* **What needs to be done**
Output all the data exactly.

* **Data for analysis**
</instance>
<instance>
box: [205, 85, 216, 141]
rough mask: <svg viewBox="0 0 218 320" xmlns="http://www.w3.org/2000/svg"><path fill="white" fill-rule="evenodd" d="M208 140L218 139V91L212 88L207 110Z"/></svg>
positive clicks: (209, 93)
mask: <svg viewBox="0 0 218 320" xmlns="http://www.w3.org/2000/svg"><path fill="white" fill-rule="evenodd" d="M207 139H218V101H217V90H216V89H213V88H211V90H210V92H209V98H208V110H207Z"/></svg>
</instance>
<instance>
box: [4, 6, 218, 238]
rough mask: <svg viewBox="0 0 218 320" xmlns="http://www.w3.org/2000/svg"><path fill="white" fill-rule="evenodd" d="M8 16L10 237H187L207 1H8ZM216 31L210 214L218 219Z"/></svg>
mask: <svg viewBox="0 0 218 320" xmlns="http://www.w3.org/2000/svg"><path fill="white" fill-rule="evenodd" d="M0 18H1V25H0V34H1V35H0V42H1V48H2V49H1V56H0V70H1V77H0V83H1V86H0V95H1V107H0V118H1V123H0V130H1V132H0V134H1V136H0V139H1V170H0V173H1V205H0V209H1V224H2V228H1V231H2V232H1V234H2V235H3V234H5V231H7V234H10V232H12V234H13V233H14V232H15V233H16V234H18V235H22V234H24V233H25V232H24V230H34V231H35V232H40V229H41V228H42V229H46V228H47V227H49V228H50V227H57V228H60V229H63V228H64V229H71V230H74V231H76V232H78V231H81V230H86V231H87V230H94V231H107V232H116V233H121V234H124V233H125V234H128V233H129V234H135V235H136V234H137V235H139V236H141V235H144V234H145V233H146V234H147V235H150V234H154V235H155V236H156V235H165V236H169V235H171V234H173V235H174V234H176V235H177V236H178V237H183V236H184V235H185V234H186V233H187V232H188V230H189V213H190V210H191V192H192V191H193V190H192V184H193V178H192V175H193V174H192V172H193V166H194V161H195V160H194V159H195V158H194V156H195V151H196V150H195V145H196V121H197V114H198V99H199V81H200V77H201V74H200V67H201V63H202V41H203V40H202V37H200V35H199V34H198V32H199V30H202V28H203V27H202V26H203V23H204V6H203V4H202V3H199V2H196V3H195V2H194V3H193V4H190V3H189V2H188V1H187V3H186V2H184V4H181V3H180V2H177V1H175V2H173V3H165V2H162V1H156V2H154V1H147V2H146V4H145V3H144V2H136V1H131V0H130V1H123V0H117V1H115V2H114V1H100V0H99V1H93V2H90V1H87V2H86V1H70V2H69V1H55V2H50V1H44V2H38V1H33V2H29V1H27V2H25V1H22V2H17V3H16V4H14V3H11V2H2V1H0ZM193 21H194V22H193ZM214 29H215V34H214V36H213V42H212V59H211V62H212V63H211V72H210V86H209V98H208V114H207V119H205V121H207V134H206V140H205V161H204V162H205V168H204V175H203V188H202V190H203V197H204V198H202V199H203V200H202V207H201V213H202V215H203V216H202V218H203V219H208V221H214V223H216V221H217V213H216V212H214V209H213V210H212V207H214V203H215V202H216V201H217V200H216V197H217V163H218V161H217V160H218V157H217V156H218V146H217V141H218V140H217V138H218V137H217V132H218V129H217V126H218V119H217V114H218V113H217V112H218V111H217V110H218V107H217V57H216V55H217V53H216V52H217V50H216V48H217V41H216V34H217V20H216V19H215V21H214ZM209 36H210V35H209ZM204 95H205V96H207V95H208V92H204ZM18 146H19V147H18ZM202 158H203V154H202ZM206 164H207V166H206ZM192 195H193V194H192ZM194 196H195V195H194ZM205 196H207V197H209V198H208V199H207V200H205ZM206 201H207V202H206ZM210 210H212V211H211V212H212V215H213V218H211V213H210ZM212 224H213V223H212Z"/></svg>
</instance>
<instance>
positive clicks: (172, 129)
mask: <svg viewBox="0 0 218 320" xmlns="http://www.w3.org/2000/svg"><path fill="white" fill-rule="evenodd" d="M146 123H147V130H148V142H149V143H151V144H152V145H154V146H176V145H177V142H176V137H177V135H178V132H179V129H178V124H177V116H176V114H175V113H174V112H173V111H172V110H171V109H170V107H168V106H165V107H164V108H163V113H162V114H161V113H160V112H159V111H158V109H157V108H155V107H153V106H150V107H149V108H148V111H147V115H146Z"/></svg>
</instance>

* **The answer**
</instance>
<instance>
box: [205, 85, 216, 141]
rough mask: <svg viewBox="0 0 218 320" xmlns="http://www.w3.org/2000/svg"><path fill="white" fill-rule="evenodd" d="M208 140L218 139V91L212 88L207 110Z"/></svg>
positive clicks: (209, 93)
mask: <svg viewBox="0 0 218 320" xmlns="http://www.w3.org/2000/svg"><path fill="white" fill-rule="evenodd" d="M207 139H218V101H217V90H216V89H213V88H211V90H210V92H209V98H208V110H207Z"/></svg>
</instance>
<instance>
box: [4, 6, 218, 238]
rough mask: <svg viewBox="0 0 218 320" xmlns="http://www.w3.org/2000/svg"><path fill="white" fill-rule="evenodd" d="M8 16L10 237H187L207 1H8ZM216 31L210 214L218 219Z"/></svg>
mask: <svg viewBox="0 0 218 320" xmlns="http://www.w3.org/2000/svg"><path fill="white" fill-rule="evenodd" d="M0 18H1V25H0V34H1V35H0V42H1V48H2V49H1V56H0V70H1V77H0V83H1V86H0V95H1V107H0V118H1V123H0V130H1V132H0V134H1V136H0V139H1V170H0V173H1V205H0V209H1V224H2V228H1V231H2V232H1V234H2V235H3V234H5V231H7V234H10V232H12V234H13V233H14V232H15V233H16V234H18V235H22V234H24V233H25V232H24V230H34V231H35V232H40V229H41V228H42V229H46V228H47V227H49V228H50V227H57V228H60V229H63V228H64V229H71V230H74V231H76V232H78V231H81V230H86V231H87V230H94V231H107V232H116V233H121V234H124V233H125V234H128V233H129V234H135V235H136V234H137V235H139V236H141V235H144V234H145V233H146V234H147V235H150V234H154V235H155V236H156V235H165V236H169V235H171V234H173V235H174V234H176V235H177V236H178V237H183V236H184V235H185V234H186V233H187V232H188V230H189V213H190V210H191V192H192V191H193V190H192V184H193V178H192V175H193V174H192V172H193V166H194V161H195V160H194V159H195V158H194V156H195V151H196V150H195V145H196V121H197V114H198V99H199V81H200V77H201V74H200V67H201V63H202V41H203V40H202V37H200V35H199V34H198V32H199V30H202V28H203V27H202V26H203V23H204V6H203V4H202V3H199V2H196V3H195V2H194V3H193V4H190V3H189V2H188V1H187V3H186V2H184V4H181V3H180V2H177V1H175V2H173V3H165V2H162V1H156V2H154V1H147V2H146V4H145V3H144V2H136V1H131V0H130V1H123V0H117V1H115V2H114V1H100V0H99V1H93V2H90V1H87V2H86V1H70V2H69V1H55V2H50V1H44V2H38V1H33V2H29V1H27V2H25V1H22V2H17V3H16V4H14V3H11V2H2V1H0ZM193 21H194V22H193ZM214 29H215V34H214V36H213V42H212V59H211V62H212V63H211V72H210V86H209V98H208V114H207V119H205V121H207V134H206V140H205V161H204V162H205V168H204V175H203V188H202V190H203V197H204V198H202V199H203V200H202V207H201V213H202V215H203V216H202V218H203V219H208V221H214V223H216V221H217V213H216V212H214V209H213V210H212V207H214V203H215V202H216V201H217V200H216V197H217V163H218V161H217V160H218V157H217V156H218V146H217V141H218V140H217V138H218V137H217V132H218V129H217V126H218V119H217V114H218V113H217V112H218V111H217V110H218V107H217V57H216V55H217V53H216V52H217V50H216V48H217V41H216V34H217V20H216V19H215V21H214ZM209 36H210V35H209ZM204 95H205V96H207V95H208V92H204ZM18 146H19V147H18ZM202 158H203V154H202ZM206 164H207V166H206ZM192 195H193V194H192ZM194 196H195V195H194ZM205 196H207V197H209V198H208V199H207V200H205ZM206 201H207V202H206ZM210 210H212V211H211V212H212V215H213V218H211V213H210ZM212 224H213V223H212Z"/></svg>
</instance>
<instance>
positive clicks: (172, 129)
mask: <svg viewBox="0 0 218 320" xmlns="http://www.w3.org/2000/svg"><path fill="white" fill-rule="evenodd" d="M146 123H147V130H148V142H149V143H151V144H152V145H154V146H176V145H177V142H176V137H177V135H178V132H179V129H178V124H177V116H176V114H175V113H174V112H173V111H172V110H171V109H170V107H168V106H165V107H164V108H163V113H162V114H161V113H160V112H159V111H158V109H157V108H155V107H153V106H150V107H149V108H148V111H147V115H146Z"/></svg>
</instance>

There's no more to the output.